Format everything from the line that contains "Practice. Find the white convertible" down to the line that contains "point(323, 315)", both included, as a numbered list. Leave out any blank lines.
== DATASET RECORDS ==
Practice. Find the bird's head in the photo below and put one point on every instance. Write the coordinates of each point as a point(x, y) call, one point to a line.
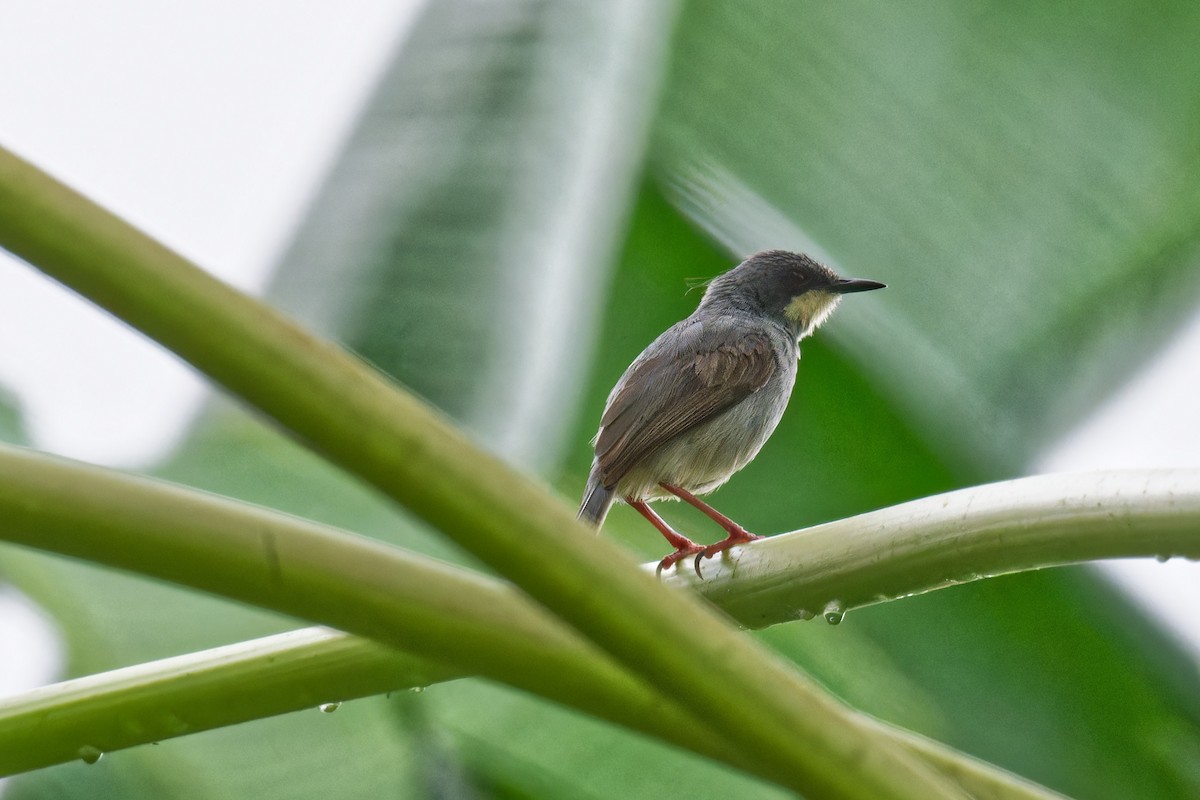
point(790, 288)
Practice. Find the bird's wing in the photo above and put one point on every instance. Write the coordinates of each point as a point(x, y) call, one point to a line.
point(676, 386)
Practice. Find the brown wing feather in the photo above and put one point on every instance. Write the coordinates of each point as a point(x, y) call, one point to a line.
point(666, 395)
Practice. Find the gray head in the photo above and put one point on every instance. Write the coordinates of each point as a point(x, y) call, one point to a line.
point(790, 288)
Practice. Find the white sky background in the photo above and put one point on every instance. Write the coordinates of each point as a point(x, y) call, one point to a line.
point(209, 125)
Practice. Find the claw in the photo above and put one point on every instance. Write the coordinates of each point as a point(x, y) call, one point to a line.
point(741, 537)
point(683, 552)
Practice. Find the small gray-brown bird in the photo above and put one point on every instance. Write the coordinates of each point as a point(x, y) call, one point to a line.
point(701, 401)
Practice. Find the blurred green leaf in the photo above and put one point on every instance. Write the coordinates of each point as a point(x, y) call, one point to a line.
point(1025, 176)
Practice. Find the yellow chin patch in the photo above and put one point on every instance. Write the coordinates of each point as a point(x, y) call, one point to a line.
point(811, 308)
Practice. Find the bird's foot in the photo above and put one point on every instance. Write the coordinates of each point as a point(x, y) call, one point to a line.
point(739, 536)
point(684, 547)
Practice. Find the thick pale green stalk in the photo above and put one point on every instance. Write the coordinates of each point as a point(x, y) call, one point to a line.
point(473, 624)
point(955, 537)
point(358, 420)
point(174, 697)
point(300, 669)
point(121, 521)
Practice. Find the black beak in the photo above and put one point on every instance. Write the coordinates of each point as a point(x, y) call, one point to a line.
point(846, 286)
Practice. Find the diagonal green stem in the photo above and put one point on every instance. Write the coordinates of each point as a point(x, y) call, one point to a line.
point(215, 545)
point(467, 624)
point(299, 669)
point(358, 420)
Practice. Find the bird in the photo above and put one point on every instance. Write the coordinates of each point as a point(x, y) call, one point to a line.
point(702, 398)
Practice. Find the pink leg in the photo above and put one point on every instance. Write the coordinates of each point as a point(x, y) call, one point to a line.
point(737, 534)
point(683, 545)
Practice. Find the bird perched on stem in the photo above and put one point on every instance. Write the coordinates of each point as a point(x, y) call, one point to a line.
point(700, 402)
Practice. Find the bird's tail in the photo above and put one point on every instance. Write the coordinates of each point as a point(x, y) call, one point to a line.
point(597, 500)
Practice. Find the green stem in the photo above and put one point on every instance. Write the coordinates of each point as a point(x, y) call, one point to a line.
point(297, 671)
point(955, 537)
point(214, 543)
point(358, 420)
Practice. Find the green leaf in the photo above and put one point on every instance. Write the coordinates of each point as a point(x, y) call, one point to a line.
===
== DATASET RECORDS ==
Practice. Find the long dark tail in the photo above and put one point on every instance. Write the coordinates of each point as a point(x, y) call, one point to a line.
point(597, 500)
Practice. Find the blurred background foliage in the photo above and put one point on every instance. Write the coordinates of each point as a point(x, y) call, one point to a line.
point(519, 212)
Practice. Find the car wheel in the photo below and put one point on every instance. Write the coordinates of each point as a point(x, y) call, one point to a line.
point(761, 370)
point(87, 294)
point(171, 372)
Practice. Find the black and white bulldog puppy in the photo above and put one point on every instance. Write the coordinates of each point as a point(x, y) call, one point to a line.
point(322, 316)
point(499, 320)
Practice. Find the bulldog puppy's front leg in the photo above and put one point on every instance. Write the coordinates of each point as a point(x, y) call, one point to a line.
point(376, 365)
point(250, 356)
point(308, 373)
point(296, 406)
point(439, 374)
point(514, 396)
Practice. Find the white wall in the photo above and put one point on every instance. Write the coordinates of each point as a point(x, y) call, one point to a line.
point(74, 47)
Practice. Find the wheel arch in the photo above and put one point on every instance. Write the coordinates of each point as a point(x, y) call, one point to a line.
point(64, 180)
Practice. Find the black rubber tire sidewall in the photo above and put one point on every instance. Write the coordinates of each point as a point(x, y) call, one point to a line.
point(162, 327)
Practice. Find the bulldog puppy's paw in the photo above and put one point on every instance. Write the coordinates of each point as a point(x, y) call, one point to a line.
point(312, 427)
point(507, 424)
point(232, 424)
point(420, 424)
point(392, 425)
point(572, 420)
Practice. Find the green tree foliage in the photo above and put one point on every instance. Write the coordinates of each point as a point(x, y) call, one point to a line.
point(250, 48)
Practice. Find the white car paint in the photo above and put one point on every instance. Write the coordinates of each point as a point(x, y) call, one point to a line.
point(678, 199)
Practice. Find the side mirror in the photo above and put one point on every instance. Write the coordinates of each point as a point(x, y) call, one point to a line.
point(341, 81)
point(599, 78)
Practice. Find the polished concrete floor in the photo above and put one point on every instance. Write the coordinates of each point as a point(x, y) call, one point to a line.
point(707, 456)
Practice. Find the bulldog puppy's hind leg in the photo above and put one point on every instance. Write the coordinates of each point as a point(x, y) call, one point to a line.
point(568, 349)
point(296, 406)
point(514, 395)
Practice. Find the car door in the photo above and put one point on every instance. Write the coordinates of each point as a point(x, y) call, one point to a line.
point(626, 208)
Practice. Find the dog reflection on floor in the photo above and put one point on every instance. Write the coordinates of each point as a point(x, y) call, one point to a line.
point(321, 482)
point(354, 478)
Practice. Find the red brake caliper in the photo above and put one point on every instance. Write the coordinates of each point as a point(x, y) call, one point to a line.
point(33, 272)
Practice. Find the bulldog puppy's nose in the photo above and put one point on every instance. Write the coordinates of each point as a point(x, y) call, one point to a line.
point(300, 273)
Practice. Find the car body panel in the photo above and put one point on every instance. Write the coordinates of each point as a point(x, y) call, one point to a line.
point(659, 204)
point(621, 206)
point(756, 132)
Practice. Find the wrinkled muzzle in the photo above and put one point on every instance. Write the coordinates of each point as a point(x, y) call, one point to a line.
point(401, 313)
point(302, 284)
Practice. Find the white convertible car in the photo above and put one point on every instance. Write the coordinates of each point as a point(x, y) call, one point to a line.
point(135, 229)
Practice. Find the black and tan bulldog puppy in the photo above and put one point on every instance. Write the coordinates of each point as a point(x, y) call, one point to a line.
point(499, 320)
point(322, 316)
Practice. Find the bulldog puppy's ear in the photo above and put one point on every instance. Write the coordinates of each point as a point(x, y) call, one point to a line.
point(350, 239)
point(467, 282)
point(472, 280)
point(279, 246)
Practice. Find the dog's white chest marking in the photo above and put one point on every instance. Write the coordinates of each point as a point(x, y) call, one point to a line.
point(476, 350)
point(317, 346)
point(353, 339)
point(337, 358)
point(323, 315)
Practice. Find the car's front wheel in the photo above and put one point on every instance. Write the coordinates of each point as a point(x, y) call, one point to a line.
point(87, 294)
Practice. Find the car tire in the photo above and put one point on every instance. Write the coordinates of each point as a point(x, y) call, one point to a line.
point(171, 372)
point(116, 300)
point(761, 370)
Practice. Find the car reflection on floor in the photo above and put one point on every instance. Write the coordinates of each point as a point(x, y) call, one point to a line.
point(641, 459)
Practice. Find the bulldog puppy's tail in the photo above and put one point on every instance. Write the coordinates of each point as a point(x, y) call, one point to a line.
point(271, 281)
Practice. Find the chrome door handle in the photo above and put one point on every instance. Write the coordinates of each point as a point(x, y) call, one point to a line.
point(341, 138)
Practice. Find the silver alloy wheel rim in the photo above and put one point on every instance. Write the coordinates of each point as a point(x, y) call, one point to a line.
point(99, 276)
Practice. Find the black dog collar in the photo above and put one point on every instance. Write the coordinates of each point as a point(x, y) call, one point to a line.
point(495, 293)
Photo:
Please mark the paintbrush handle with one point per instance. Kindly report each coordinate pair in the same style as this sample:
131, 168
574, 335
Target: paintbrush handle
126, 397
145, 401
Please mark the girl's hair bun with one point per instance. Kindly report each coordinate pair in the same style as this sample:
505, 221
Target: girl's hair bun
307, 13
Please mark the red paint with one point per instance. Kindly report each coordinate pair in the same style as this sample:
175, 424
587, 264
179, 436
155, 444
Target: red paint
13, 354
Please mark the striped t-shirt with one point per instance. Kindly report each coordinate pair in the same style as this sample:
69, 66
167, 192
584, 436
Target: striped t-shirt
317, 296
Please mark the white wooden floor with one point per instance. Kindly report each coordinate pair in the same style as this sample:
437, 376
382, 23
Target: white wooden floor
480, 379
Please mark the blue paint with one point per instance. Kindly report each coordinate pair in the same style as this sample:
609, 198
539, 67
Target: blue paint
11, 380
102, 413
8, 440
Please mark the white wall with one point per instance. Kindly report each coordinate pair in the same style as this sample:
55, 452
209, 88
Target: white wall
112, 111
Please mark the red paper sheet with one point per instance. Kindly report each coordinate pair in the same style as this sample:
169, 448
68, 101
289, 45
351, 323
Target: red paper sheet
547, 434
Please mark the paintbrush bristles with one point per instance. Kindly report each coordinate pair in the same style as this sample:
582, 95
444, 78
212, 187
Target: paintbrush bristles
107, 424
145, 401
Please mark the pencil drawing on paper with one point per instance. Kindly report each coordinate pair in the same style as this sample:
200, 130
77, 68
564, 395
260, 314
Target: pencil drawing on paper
===
== DATASET RECORDS ==
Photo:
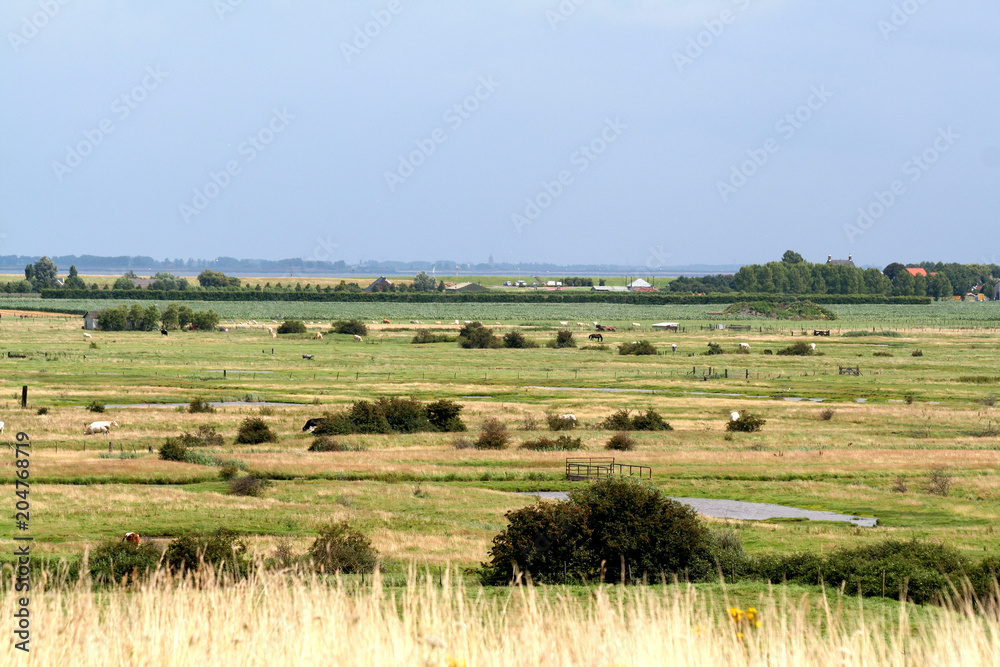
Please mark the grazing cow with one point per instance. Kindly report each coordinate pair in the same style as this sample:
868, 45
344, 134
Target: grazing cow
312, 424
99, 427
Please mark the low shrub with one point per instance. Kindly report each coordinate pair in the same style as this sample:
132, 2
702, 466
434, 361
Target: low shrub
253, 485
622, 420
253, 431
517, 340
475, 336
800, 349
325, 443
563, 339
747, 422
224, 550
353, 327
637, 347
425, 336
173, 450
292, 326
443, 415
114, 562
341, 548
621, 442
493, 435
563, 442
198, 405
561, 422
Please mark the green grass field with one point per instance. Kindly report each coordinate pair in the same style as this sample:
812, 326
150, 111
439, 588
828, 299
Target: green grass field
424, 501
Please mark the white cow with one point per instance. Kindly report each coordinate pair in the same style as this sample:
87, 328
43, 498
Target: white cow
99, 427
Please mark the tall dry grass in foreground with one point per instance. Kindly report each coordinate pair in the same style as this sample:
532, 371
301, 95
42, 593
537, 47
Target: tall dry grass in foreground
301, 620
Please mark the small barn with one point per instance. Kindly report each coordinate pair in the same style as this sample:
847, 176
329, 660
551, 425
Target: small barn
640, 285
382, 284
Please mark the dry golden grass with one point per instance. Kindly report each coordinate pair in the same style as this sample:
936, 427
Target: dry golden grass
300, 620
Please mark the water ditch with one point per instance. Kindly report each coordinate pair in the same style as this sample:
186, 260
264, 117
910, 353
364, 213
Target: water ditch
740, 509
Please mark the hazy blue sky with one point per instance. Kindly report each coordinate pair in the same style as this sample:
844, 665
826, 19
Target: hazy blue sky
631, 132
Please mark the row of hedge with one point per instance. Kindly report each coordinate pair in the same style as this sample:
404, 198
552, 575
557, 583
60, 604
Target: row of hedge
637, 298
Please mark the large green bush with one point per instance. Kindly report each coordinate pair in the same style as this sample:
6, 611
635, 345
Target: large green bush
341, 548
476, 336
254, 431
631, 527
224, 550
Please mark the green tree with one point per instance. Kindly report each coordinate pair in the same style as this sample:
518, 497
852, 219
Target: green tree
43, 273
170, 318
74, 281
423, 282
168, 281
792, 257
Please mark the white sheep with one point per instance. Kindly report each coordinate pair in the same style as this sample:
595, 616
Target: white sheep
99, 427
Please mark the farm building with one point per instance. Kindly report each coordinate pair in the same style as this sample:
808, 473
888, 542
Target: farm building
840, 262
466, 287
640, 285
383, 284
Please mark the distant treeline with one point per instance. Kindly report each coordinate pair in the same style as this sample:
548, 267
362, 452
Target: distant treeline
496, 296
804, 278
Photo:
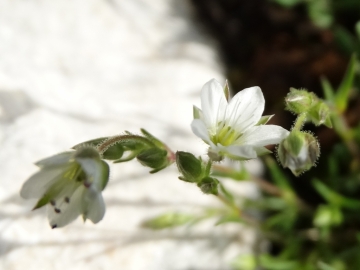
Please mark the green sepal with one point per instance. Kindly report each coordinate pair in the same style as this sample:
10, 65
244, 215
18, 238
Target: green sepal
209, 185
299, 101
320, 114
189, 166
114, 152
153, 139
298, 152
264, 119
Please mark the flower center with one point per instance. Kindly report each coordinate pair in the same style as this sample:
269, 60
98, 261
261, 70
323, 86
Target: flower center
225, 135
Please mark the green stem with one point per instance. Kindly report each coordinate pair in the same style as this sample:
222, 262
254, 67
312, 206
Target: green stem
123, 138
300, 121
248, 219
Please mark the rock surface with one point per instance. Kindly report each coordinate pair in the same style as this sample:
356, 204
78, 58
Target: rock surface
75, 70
===
» REPLY TO THE TASK:
1. Practice. Find the white convertible car in the photo above and put one point on every instance. Write the coordinates of each point as a point(x, y) call, one point to a line.
2. point(135, 229)
3. Practice. Find the black and tan bulldog puppy in the photo above and put one point on every instance. Write the coordinates of each point as a point(x, y) call, one point to a line.
4. point(499, 320)
5. point(322, 316)
6. Practice. Find the bulldog puppy's ear in the photo above and put one point on every instance. Write the coordinates of each point as a point(x, y) call, one point to a line.
7. point(350, 239)
8. point(467, 282)
9. point(472, 280)
10. point(279, 246)
11. Practice. Find the dog's white chest marking in the photo above and put one point on every instance. Write the coordinates of each point as a point(x, y) call, one point to a line.
12. point(476, 350)
13. point(317, 346)
14. point(353, 339)
15. point(337, 358)
16. point(323, 315)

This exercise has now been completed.